No texto sobre o Arraial do Pavulagem, reescreva tudo desde "Ícaro Barbosa é" até "específico no cortejo.", trocando "Engenharia Florestal" por "Engenharia Agronômica".

━━━━━ Trecho do texto

Ícaro Barbosa é um desses olhos que brilham. Aos 21 anos, ele estuda Engenharia Florestal e desde criança assiste às atividades do Arraial do Pavulagem. Em 2010, participa pelo segundo ano consecutivo das movimentações do Instituto Arraial do Pavulagem, ali, dentro do Batalhão da Estrela, do alto de sua perna de pau - elemento com um significado muito específico no cortejo.

“A gente [pernaltas] tem a função de controlar o público, pra que ele não esprema o Batalhão, porque como é muita gente e é na rua, andando, dançando, fica difícil as pessoas caminharem. A gente é como se fosse uma barreira, pra que o Batalhão não seja esmagado, além da questão estética também. Eu sempre fico tenso, porque sempre tem criança que puxa a gente, acha bonito e diz: ‘olha mãe, olha o menino na perna de pau!’ E puxa a nossa perna com tudo. Tem mãe que pede pra gente carregar o filho pra tirar foto. Mas não tem como, se não a gente cai. É muito engraçado“, comenta.

━━━━━━━━━━
━━━━━ Extrato dos dados

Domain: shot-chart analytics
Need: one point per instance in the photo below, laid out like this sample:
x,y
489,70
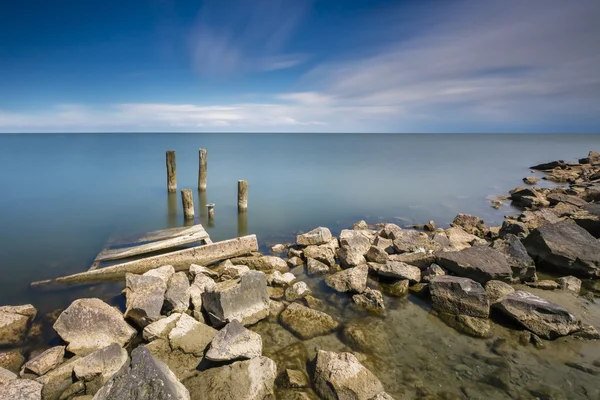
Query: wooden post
x,y
202,154
242,195
171,171
188,203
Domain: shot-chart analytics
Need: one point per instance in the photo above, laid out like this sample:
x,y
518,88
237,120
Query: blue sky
x,y
300,66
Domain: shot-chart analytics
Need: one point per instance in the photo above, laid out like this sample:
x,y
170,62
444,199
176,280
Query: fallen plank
x,y
117,254
180,260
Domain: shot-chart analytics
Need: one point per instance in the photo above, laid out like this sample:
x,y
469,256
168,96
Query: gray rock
x,y
45,361
91,324
497,289
243,380
317,237
234,342
315,267
297,291
191,336
545,319
305,322
177,296
246,300
14,323
145,297
459,296
479,263
146,378
400,270
570,283
342,376
565,247
349,280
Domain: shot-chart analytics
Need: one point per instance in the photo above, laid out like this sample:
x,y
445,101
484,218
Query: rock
x,y
471,224
350,280
350,257
246,300
323,254
91,324
459,296
431,272
544,285
45,361
565,247
146,378
497,289
11,360
305,322
191,336
243,380
342,376
161,328
294,378
377,254
531,180
177,296
14,323
145,297
97,368
315,267
569,283
297,291
400,270
21,389
541,317
370,299
478,263
234,342
317,237
279,279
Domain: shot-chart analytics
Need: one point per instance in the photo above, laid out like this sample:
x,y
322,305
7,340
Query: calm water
x,y
64,195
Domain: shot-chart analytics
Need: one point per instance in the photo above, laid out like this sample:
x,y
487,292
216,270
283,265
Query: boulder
x,y
146,378
177,296
370,299
234,342
342,376
91,324
145,297
459,296
246,300
545,319
297,291
243,380
305,322
14,323
191,336
45,361
479,263
349,280
400,270
317,237
565,247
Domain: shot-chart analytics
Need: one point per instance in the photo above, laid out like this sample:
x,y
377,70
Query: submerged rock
x,y
91,324
146,378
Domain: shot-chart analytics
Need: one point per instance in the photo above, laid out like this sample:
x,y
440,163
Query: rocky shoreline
x,y
222,331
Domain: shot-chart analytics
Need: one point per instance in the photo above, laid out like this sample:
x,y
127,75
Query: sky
x,y
300,66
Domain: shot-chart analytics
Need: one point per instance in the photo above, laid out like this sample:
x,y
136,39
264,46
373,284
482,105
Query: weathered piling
x,y
188,203
171,171
202,158
242,195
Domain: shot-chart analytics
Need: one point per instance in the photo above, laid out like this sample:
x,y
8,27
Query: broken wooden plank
x,y
117,254
155,236
180,260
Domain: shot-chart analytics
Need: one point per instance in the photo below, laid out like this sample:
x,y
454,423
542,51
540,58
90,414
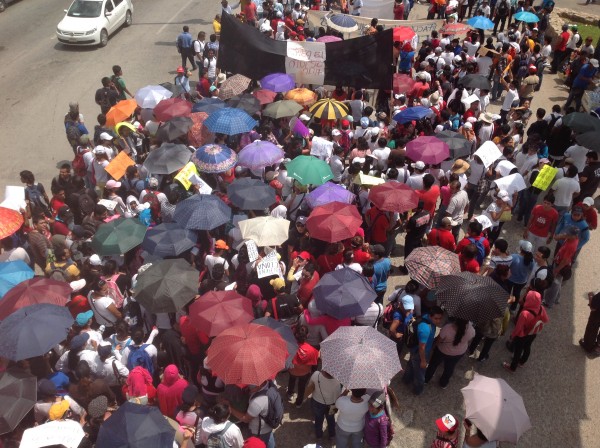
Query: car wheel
x,y
128,18
103,38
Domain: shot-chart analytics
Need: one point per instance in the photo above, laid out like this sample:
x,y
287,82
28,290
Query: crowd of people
x,y
117,351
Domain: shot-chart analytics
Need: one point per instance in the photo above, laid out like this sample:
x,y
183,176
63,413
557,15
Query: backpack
x,y
480,249
275,410
138,356
216,439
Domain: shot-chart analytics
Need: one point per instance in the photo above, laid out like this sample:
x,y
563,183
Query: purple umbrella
x,y
278,82
430,150
259,154
329,192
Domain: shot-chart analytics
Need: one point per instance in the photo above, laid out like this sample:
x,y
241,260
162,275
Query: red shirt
x,y
442,238
542,220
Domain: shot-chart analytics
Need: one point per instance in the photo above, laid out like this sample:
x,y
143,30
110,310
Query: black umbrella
x,y
135,426
471,297
474,81
458,144
33,330
250,194
174,128
202,212
168,239
167,158
18,394
166,286
246,102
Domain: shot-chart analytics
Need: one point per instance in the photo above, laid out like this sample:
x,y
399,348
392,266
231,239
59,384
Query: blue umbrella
x,y
230,121
33,330
208,105
343,293
481,22
135,426
526,16
412,113
12,273
202,212
214,158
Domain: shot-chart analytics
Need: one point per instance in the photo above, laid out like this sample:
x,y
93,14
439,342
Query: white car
x,y
90,22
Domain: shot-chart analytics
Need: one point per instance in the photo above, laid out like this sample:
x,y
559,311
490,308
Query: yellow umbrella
x,y
302,96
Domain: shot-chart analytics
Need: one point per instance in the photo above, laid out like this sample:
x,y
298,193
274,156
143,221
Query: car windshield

━━━━━━━━━━

Resposta completa:
Ícaro Barbosa é um desses olhos que brilham. Aos 21 anos, ele estuda Engenharia Agronômica e desde criança assiste às atividades do Arraial do Pavulagem. Em 2010, participa pelo segundo ano consecutivo das movimentações do Instituto Arraial do Pavulagem, ali, dentro do Batalhão da Estrela, do alto de sua perna de pau - elemento com um significado muito específico no cortejo.